**EXERCISE INSTRUCTIONS**
1. Answer these questions about the forum thread on French past-participle agreement:
(a) In the sentence the first poster quotes from the notes, whom does the speaker say they talked to?
(b) According to tilt, what role does the reflexive pronoun play in "nous nous sommes parlé"?
(c) What example with a direct transitive verb does tilt give?
2. Write the next part of the forum thread on French past-participle agreement, picking up after its final post.

**DOCUMENT SEGMENT**

# FR: nous nous sommes parlé - accord



## amazingdonut

Hello everyone,

I help first year (university) French students overcome grammar problems, but believe there may be a mistake in the notes I was provided with, but I'm not sure. This is concerning the use of pronouns.

"... mais j'ai parlé à Claire et ella m'a parlé au téléphone le soir."

This is transformed into the following:

"... mais nous nous sommes parlé au téléphone le soir."

My question is: should it be "nous nous sommes parlé*es*"? (The person who's speaking is also female). If not, can you explain why not?

Thanks in advance!


----------



## tilt

No, it shouldn't.
The reflexive pronoun works as an indirect object here (_nous avons parlé *à* nous_), so no agreement is to be made.

It would be different with a direct transitive verb, like in _nous nous sommes appelées_ (_nous avons appelé nous_).


----------



## amazingdonut

Ah... I was thinking it was the case that you would add an 's' whether you had a direct object or an indirect object with a verb which takes être in the past tense. I understand now. Thank you very much for the prompt reply.

**DATASET EXTRACT**
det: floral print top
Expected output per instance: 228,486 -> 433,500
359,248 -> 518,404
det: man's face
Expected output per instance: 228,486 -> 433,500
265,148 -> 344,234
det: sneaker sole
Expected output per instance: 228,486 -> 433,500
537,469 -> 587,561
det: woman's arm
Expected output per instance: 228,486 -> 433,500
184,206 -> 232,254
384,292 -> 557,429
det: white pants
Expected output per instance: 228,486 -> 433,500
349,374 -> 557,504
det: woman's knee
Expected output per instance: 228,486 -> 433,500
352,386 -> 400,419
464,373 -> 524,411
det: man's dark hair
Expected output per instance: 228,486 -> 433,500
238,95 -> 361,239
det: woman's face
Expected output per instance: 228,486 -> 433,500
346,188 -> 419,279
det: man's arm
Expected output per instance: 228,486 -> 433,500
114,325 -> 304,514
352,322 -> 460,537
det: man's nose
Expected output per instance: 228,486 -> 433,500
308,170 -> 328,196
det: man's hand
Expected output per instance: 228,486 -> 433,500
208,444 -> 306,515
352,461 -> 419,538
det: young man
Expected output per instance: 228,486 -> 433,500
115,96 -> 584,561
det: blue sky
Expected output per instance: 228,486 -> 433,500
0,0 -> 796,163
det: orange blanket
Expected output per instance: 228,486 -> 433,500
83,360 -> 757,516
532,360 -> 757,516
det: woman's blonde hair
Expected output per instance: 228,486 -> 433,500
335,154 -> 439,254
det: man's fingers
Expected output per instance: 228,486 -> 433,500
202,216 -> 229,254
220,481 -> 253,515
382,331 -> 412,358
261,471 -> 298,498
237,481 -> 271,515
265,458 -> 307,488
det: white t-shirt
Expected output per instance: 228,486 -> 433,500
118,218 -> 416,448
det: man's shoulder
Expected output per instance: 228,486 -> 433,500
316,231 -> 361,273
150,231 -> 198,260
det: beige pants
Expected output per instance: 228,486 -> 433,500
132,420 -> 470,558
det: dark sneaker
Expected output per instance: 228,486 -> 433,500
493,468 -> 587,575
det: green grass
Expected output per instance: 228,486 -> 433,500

**TASK RESULTS**
1.
(a) Claire.
(b) It works as an indirect object, so no agreement is made.
(c) "nous nous sommes appelées"

2.
----------



## Moon Palace

I believe this article could be helpful on reflexive verbs in the past.


----------



## Kyroso Fetola

Bonjour a tous! je veux savoir comment dit-on: 

It has been too long since we have spoken to each other, en francais.

Ma tentative: 

Ca fait trop longtemps que nous nous avons parle (no accents).

merci  d'avance!


----------



## arundhati

Ça fait trop longtemps que nous ne nous sommes pas parlé.
See here for the accents.


----------



## Kyroso Fetola

merci beaucoup! , if possible, could you briefly explain why parler uses the auxiliary "etre" instead of "avoir" or recommend a website which has a lesson on this or similar topics.


----------



## bloomiegirl

Try this page for some instances of verbs that take _être_. Note 2 at the bottom of the page mentions the verb _*se parler*_. By the way – it's just a technicality here – but in your sentence the verb _*se parler*_ is reciprocal (re: "each other") rather than pronominal (re: "oneself"). As I said, it's just a technicality, *se parler* always takes _être_.


----------



## danny_1952

C'est l'auxiliaire _être_ qui est utilisé à la voix passive et à la voix pronominale. Il se conjugue avec _avoir_ à la voix active et aux temps composés.


----------



## Kyroso Fetola

ah so when it is reflexive it uses etre, terrific! thanks.


----------



## secasey

Should it not be "nous ne nous sommes pas parlés" (with an 's' at the end of 'parlé') as you are using 'etre' and speaking in the plural? Please correct me if I'm wrong!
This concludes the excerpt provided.